• **TEXT UNDER STUDY**:
[Start of section]

15 July 2008
Belted by a car and hauled 12km, but this lucky koala dodges death
He’s got to be the luckiest koala in Queensland- not only surviving a hit by a car travelling at 100km/h, but also a harrowing, fur-raising 12km ride with his head stuck in the vehicle’s front grille.
So it’s no wonder the staff at the Australian Wildlife Hospital at Australia Zoo on the Sunshine Coast have dubbed the 8-year-old marsupial Ely "Lucky" Grills, after the late Australian television actor with the same name.
Astonishingly, little Lucky suffered no serious injuries in the unusual car versus koala clash.
This was even though initial rescuers who saw him stuck to the car and alerted the unsuspecting driver believed he had been decapitated.
It turned out the koala's body was dangling from the front of the car, but his head and left arm had been forced through the grille with the force of 100km/h impact.
Zoo staff yesterday said the accident had happened on Dayboro Rd near the Petrie Quarry on twilight last week.
The driver was unaware of her unusual hitchhiker until she stopped 12km away at Petrie Railway Station.
An urgent call was made to the Caboolture Koala Care and Rescue group, with member Rhonda Hay undertaking the delicate job using scissors as the "jaws of life" to cut around the car's grille mesh to release the animal.
Lucky was able to sit up and eat after two hours in the hospital's intensive care unit.
Hospital manager Gail Gipp said the koala's story underlined the need for drivers to always be alert for wildlife on roads and to be prepared to stop and seek help in the case of an accident.
"Koalas are more likely to be on the move over the next few weeks coinciding with the onset of the koala breeding season," she said.
"We ask drivers to exercise particular caution when travelling in koala habitat areas."
Ms Gipp said that because koalas were bumper-bar height, they were vulnerable to suffering severe injuries from even the slightest car hit, highlighting how fortunate Lucky was to survive unscathed.
In keeping with his new name, the hospital's veterinary team discovered Lucky was also suffering an underlying chlamydial infection, for which he is now receiving treatment. He should be released back into the wild in 45 days.
Ms Gipp said nearly a quarter of the hospital's 5000-plus admissions last year were animals that had been hit by cars.

[End of section]

• **DATASET EXCERPTS**:
[Start of section]

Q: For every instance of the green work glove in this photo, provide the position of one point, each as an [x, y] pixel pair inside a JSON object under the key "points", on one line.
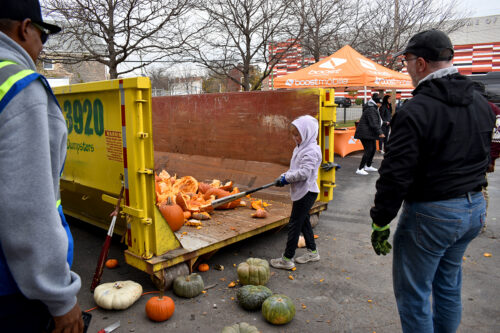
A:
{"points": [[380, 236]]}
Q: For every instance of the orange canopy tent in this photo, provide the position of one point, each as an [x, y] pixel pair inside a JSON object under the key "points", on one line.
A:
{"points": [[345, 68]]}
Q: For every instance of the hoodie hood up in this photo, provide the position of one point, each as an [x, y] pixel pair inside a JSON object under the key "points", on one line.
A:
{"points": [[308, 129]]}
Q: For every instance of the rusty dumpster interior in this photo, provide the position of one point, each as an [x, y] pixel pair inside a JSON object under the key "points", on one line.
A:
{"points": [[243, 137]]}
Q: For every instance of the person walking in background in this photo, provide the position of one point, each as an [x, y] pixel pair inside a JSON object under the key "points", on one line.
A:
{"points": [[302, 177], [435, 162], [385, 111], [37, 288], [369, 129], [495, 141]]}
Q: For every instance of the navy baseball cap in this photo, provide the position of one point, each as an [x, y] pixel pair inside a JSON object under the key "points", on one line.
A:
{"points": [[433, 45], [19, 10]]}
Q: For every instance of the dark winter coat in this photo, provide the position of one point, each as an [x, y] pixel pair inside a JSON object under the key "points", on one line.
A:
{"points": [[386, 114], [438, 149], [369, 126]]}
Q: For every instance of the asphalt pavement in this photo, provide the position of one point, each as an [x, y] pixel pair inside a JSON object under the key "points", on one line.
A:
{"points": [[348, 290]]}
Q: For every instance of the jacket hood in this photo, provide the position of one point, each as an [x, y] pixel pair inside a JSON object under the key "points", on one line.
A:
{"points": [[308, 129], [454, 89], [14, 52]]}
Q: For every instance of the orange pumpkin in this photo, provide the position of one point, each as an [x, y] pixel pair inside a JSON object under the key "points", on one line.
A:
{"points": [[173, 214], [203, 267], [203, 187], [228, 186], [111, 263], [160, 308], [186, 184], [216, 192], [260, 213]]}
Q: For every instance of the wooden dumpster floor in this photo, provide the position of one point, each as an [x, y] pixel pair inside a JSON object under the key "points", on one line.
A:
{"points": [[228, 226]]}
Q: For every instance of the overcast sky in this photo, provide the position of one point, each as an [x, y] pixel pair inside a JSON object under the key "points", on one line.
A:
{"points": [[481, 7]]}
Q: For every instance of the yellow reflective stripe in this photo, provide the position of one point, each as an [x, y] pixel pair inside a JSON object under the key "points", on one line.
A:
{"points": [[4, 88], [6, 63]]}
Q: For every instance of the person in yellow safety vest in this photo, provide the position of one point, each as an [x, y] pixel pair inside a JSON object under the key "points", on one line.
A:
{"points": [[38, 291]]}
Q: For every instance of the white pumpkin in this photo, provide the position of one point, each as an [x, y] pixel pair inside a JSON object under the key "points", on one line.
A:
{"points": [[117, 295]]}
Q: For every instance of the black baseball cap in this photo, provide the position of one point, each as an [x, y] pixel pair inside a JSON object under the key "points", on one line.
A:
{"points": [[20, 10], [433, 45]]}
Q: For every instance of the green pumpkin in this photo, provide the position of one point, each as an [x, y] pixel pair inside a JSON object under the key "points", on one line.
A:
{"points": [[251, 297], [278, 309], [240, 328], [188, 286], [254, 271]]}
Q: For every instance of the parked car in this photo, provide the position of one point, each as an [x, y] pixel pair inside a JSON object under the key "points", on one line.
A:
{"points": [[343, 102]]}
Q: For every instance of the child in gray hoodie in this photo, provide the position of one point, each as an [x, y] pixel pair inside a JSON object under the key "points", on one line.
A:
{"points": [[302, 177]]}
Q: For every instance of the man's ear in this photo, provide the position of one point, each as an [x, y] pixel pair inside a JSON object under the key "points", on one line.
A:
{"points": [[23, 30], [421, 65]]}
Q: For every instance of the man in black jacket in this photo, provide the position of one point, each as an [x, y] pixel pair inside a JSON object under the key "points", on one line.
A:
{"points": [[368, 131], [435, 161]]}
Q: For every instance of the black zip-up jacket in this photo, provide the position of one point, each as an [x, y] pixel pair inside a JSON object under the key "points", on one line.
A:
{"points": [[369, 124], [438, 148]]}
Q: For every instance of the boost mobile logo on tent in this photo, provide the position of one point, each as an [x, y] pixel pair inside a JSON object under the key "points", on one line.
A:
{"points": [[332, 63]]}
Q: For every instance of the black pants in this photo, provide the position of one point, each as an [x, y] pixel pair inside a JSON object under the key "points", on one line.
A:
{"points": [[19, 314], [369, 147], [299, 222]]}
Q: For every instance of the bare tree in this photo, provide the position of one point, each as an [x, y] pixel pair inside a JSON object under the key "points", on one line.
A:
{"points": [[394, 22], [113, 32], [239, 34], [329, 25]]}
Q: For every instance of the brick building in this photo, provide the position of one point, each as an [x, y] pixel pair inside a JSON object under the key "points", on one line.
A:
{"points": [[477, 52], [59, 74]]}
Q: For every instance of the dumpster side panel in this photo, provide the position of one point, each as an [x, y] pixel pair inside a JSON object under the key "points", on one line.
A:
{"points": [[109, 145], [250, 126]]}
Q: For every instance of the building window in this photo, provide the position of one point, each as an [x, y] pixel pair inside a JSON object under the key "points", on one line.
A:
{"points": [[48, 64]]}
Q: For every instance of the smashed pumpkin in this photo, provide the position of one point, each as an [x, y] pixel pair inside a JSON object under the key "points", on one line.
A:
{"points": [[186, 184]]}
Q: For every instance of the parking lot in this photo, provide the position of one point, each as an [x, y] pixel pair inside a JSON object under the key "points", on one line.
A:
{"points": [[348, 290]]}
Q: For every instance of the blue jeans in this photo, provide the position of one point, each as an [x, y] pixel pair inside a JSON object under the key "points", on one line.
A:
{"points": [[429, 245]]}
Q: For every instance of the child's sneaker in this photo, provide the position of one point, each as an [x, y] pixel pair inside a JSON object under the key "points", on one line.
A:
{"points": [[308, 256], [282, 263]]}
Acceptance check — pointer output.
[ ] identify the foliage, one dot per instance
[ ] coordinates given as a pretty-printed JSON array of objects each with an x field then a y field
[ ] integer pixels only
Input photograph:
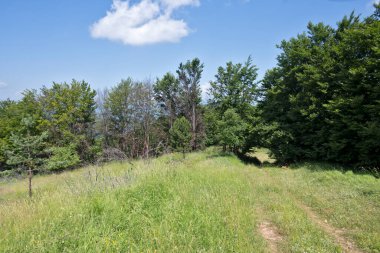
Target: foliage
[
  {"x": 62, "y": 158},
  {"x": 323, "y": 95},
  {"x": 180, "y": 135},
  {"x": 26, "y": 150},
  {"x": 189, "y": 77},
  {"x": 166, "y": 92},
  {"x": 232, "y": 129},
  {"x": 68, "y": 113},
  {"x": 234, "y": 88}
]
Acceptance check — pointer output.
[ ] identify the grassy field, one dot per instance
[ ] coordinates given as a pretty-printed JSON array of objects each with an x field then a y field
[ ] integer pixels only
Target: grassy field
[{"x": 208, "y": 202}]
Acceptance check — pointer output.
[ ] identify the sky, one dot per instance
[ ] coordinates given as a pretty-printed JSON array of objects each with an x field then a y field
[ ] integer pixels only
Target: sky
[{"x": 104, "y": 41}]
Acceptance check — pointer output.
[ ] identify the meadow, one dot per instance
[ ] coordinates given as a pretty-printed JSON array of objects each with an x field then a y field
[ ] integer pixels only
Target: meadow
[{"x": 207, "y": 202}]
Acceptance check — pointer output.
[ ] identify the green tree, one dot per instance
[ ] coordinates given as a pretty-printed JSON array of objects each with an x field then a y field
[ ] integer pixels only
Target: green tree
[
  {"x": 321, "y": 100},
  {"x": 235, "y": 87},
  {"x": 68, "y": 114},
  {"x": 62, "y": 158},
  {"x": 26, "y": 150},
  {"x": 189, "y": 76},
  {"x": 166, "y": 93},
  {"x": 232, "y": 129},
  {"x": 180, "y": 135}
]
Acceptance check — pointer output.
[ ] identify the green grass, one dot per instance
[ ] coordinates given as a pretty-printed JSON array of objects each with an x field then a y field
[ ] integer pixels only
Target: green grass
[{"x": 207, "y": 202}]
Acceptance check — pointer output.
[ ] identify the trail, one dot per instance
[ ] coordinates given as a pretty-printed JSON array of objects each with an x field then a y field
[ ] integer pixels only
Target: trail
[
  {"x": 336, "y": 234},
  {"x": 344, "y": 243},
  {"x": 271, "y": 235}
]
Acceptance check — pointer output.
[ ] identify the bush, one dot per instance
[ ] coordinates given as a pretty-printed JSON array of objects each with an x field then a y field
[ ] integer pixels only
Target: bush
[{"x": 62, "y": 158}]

[End of section]

• **INSTRUCTIONS TO FOLLOW**: Edit the koala rescue article: give again the part that opens with the words containing "Zoo staff yesterday" and closes with "of an accident.", changing "scissors" to "shears".

• **RESPONSE BOX**:
Zoo staff yesterday said the accident had happened on Dayboro Rd near the Petrie Quarry on twilight last week.
The driver was unaware of her unusual hitchhiker until she stopped 12km away at Petrie Railway Station.
An urgent call was made to the Caboolture Koala Care and Rescue group, with member Rhonda Hay undertaking the delicate job using shears as the "jaws of life" to cut around the car's grille mesh to release the animal.
Lucky was able to sit up and eat after two hours in the hospital's intensive care unit.
Hospital manager Gail Gipp said the koala's story underlined the need for drivers to always be alert for wildlife on roads and to be prepared to stop and seek help in the case of an accident.